[Opening Given passage section]

Change A Vogon Can Believe In

Joe Doakes from Como Park emails:

No less respected economist than Paul Krugman is recommending the US pay down its national debt by minting a Trillion-Dollar Coin. He suggests it be made of platinum because that’s really valuable. I say it should be rubber, not only because “rubber check” accurately captures its value, but because there’s precedent.

Hitchhiker’s Guide to the Galaxy:

“Its exchange rate of eight Ningis to one Pu is simple enough, but since a Ningi is a triangular rubber coin six thousand eight hundred miles along each side, no one has ever collected enough to own one Pu. Ningis are not negotiable currency, because the Galactibanks refuse to deal in fiddling small change.”

Obviously, we won’t call it a Ningi, that sounds weird (and we’d owe Doug Adams royalties). We’ll call it a $1 trillion dollar coin. But why stop at one? Why not go all out and issue 16 trillion-dollar coins to pay off the entire national debt completely?

And while we’re at it, why not raise the minimum wage to $100 so we’ll all be rich? And throw in free cosmetic surgery, paid for by Obamacare.

Rich, handsome, debt free . . . now THAT’s the kind of Hope and Change I was looking for.

[Closing Given passage section]

» **Activity A**
Return the passage from the post about the trillion-dollar coin word for word, starting at the words "Change A Vogon" and stopping after the words "because there’s precedent.".
» **Activity B**
Write the next part of the post about the trillion-dollar coin, picking up after its final sentence.

[Opening Data extract section]

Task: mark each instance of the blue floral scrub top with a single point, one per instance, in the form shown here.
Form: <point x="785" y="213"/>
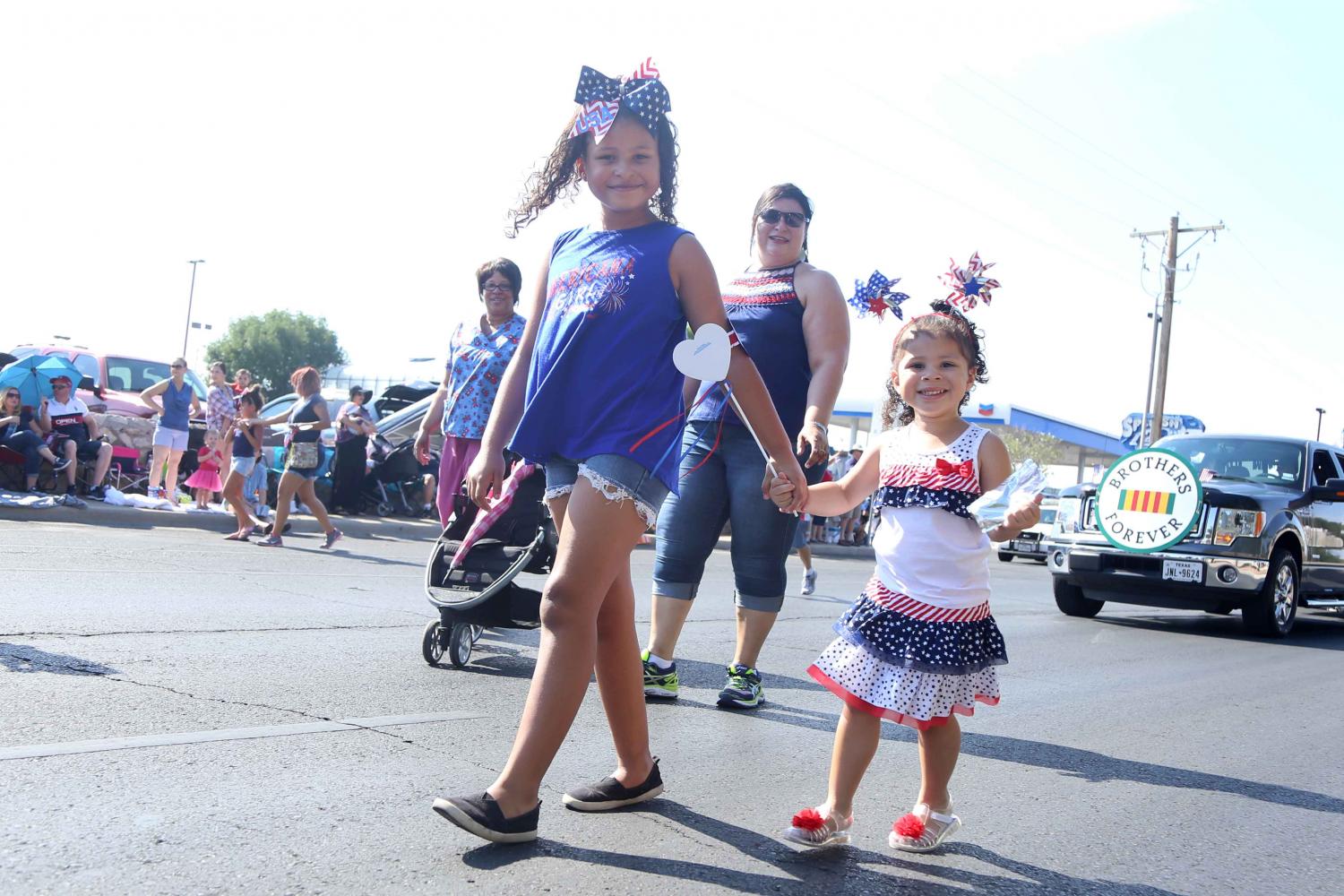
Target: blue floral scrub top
<point x="475" y="367"/>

[Closing Data extract section]

» **Exercise output A**
Change A Vogon Can Believe In

Joe Doakes from Como Park emails:

No less respected economist than Paul Krugman is recommending the US pay down its national debt by minting a Trillion-Dollar Coin. He suggests it be made of platinum because that’s really valuable. I say it should be rubber, not only because “rubber check” accurately captures its value, but because there’s precedent.

» **Exercise output B**
Joe Doakes

Como Park.

I’m afraid to ask an esteemed economist like Prostetnic Vogon Krugman how we’re going to pay for a trillion dollars worth of platinum – or what that’ll do to the world’s platinum supply.


11 thoughts on “Change A Vogon Can Believe In

  1. Fun with numbers – somebody had to do it.

    1g bar of Pt = $80. Thickness of bar is 0.8mm. This means a $1,000,000,000,000 bar/coin will weigh 27,557,500lbs and will be 6,214 miles thick. In all history, about 12,500,000lbs of Pt were mined.

    Am I the only one that thinks air in DC is severely lacking in O2? Is everyone in DC, DFL, MSM been replaced by Vogons?

  2. “No less respected economist than Paul Krugman”

    Bit of an ironic typo. In my mind, there IS no less-respected economist than Paul Krugman.

  3. I’d love to see a ravenous bug-blatter beast of Traal romping through the NY Times offices. Meanwhile Washington is counting on the Infinite Improbability Drive to solve the deficit crisis.

    Vote Beeblebrox.

  4. States have to balance their budgets. A majority of states are run by conservatives.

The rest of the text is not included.